### Exercise prompt
Please express the listing below as a JSON list of strings, with one string for each line and any blank lines left out.

### Pointing dataset listing
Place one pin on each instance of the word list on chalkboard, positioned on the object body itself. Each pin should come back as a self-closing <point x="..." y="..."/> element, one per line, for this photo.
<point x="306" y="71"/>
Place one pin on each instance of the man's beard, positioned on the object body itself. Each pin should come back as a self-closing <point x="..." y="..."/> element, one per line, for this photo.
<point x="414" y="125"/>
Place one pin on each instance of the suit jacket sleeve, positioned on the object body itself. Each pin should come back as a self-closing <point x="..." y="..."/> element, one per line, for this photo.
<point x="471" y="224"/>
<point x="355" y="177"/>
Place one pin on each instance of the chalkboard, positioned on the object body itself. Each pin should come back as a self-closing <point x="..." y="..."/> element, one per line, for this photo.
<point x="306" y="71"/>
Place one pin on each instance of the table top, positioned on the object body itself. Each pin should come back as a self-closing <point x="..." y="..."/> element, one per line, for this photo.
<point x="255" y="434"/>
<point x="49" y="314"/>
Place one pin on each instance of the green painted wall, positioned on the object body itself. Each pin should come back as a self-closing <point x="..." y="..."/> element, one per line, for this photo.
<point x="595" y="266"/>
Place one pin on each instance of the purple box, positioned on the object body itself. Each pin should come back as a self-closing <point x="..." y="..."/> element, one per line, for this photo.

### Task output
[
  "Place one pin on each instance of the word list on chalkboard, positioned on the object body itself. Each pin should come back as a self-closing <point x=\"...\" y=\"...\"/> element, one per line, for this photo.",
  "<point x=\"306\" y=\"71\"/>",
  "Place one pin on each instance of the man's beard, positioned on the object body itself. Each pin should come back as a self-closing <point x=\"...\" y=\"...\"/> element, one per line, for this photo.",
  "<point x=\"414\" y=\"125\"/>",
  "Place one pin on each instance of the suit jacket sleeve, positioned on the object body itself. Each pin should come back as a self-closing <point x=\"...\" y=\"...\"/> element, one per line, for this photo.",
  "<point x=\"471\" y=\"224\"/>",
  "<point x=\"355\" y=\"177\"/>",
  "Place one pin on each instance of the chalkboard, positioned on the object body itself. Each pin should come back as a self-closing <point x=\"...\" y=\"...\"/> element, one per line, for this photo.",
  "<point x=\"306\" y=\"71\"/>",
  "Place one pin on each instance of the table top, positioned on the object body itself. Each pin should come back as a self-closing <point x=\"...\" y=\"...\"/> element, one per line, for this photo.",
  "<point x=\"255\" y=\"434\"/>",
  "<point x=\"49\" y=\"314\"/>",
  "Place one pin on each instance of the green painted wall, positioned on the object body itself. Each pin should come back as a self-closing <point x=\"...\" y=\"...\"/> element, one per line, for this photo.",
  "<point x=\"595\" y=\"266\"/>",
  "Place one pin on each instance of the purple box, positioned on the object body itself. Each pin should come back as a self-closing <point x=\"...\" y=\"...\"/> element, one per line, for this photo."
]